ISTRUZIONE SCRITTA A: Nel brano mostrato, che nome diede l'eroe all'imbarcazione che si era comprato a Londra?
ISTRUZIONE SCRITTA B: Restituisci tutte le righe che contengono la stringa "train", distinguendo tra maiuscole e minuscole.

BRANO MOSTRATO:
******
Nel 1840 ebbe il primo figlio da lui, Menotti. La leggenda vuole che, a cavallo, con il neonato in braccio, sia sfuggita ad un agguato e sia rimasta nei boschi per tre giorni. Visse con l’eroe a Montevideo, fece la lavandaia per mantenere la famiglia, che era cresciuta di altri due figli; giunse a Nizza nel 1847 e poi riprese a seguire il combattente nelle sue peregrinazioni, fino alla sfortunato episodio delle Repubblica Romana, alla fuga dall’Urbe in stato di gravidanza e alla morte a Ravenna nel 1849. Scavare nella biografia del Generale significa imbattersi in Emma Roberts, la «fidanzata» inglese che egli invitò ad andare a vivere con lui a Caprera dopo il 1856. Così almeno si racconta. Poiché la donna non riuscì a raggiungerlo per l’opposizione dei figli, l’eroe tornò da solo sull’isola, accontentandosi di chiamare «Emma» l’imbarcazione che si era comprato a Londra. Un posto di rilievo ebbe anche Francesca Armosino, sposata poco prima della morte, ma da lungo tempo sua fedele compagna e madre di altri tre figli, fra cui Clelia, la custode delle memorie del padre, che ne pubblicò anche un romanzo «Menotti». Vanno almeno citate la contessina Raimondi, l’ignota salvata dal giovanissimo Giuseppe mentre stava per affogare in un fossato e la madre Rosa.
******
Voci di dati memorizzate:
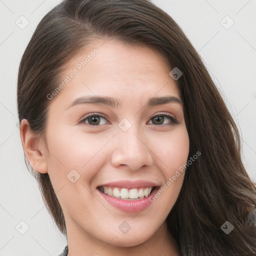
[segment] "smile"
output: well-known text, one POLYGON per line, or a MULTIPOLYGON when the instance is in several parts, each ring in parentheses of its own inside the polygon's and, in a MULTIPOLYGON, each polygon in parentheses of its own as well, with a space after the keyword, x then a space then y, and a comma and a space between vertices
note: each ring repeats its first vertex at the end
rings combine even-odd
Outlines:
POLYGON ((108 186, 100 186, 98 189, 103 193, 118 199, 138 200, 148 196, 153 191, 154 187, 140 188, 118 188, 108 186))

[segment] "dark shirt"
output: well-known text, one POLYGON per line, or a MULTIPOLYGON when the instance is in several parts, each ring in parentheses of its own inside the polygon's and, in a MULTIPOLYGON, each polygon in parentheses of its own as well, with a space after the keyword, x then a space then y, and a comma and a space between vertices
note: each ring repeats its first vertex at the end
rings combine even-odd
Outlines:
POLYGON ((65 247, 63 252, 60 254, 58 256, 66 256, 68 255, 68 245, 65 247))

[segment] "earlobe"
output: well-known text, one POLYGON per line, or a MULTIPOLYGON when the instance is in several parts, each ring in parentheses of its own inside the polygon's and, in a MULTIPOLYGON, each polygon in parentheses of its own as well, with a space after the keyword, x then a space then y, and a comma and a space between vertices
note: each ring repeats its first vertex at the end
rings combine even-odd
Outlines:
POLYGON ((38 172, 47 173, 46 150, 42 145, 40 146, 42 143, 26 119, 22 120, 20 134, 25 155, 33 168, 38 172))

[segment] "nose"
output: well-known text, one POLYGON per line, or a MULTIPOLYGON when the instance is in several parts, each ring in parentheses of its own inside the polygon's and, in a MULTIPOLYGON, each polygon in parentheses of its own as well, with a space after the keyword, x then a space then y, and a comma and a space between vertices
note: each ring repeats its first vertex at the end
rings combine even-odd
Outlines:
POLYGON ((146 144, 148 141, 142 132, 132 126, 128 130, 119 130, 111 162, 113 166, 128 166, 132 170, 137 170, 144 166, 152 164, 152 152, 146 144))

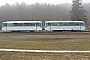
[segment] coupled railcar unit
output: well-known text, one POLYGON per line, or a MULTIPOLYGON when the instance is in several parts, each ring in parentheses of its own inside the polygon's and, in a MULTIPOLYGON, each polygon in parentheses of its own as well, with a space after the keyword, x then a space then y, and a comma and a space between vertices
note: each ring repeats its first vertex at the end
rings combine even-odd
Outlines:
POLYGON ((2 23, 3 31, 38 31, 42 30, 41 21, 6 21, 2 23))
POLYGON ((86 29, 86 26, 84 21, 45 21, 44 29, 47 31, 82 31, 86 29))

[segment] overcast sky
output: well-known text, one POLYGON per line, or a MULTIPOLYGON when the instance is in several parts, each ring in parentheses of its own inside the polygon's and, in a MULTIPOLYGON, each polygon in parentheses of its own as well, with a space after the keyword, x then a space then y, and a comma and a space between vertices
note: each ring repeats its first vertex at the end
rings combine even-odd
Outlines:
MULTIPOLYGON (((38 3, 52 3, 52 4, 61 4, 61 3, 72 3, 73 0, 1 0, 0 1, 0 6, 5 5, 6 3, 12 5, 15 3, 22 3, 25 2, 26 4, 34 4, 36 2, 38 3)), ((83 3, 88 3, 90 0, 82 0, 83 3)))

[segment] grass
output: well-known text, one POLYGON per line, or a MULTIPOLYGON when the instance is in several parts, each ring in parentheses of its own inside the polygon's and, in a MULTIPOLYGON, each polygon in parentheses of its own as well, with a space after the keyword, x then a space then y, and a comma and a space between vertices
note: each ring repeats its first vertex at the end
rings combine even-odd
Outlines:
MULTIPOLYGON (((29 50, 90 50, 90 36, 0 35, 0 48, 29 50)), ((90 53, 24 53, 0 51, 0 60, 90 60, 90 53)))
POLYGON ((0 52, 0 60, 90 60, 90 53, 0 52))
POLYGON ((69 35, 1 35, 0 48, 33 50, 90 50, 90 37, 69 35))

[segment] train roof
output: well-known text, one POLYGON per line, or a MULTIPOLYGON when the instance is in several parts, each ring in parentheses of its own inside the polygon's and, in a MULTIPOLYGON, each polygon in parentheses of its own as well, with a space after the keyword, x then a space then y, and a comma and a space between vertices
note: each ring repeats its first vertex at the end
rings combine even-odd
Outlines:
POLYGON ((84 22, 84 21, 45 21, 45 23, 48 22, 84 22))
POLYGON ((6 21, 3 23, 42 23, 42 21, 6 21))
******
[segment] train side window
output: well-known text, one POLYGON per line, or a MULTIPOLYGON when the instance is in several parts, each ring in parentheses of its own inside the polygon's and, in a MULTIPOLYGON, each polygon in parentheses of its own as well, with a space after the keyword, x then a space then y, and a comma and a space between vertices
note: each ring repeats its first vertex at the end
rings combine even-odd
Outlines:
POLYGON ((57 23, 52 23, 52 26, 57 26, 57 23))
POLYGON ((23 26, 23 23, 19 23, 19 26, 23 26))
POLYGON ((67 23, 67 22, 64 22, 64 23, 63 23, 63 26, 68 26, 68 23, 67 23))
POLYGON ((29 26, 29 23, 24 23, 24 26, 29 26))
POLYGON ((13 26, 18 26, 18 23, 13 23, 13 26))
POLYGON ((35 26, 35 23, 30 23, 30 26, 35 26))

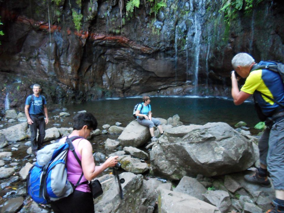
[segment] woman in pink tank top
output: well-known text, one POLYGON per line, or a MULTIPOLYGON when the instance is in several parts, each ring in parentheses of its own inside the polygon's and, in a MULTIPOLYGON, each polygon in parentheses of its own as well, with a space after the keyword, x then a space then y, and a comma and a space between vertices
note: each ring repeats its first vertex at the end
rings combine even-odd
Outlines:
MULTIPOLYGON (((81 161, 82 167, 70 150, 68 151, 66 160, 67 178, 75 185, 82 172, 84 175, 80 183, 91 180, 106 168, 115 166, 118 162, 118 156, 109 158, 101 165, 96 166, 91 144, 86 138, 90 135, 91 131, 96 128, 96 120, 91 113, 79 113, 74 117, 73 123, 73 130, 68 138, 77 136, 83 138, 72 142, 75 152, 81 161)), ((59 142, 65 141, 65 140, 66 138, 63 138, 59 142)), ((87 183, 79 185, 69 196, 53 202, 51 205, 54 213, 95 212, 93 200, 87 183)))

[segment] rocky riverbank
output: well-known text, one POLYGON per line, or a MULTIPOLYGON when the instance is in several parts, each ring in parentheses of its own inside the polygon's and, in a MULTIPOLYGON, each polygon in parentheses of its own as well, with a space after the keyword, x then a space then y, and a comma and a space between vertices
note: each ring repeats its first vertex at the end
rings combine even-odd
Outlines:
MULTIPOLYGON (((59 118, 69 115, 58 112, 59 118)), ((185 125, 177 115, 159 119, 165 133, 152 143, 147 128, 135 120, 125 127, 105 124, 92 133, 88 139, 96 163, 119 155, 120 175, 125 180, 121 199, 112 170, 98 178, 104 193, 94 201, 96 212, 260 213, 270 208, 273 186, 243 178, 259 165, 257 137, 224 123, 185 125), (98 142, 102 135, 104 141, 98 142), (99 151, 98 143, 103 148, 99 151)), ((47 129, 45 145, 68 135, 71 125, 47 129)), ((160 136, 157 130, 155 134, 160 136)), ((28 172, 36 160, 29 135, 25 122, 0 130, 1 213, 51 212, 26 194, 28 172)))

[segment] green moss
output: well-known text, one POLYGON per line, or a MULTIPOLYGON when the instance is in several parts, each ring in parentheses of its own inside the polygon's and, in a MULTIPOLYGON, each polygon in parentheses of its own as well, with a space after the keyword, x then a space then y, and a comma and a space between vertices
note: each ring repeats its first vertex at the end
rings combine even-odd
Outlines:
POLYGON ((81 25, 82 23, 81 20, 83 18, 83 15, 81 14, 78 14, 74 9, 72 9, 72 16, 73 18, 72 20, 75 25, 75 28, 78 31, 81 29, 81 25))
******
RISULTATO DEL COMPITO A: La chiamò «Emma».

RISULTATO DEL COMPITO B:
[segment] train roof
[segment] train side window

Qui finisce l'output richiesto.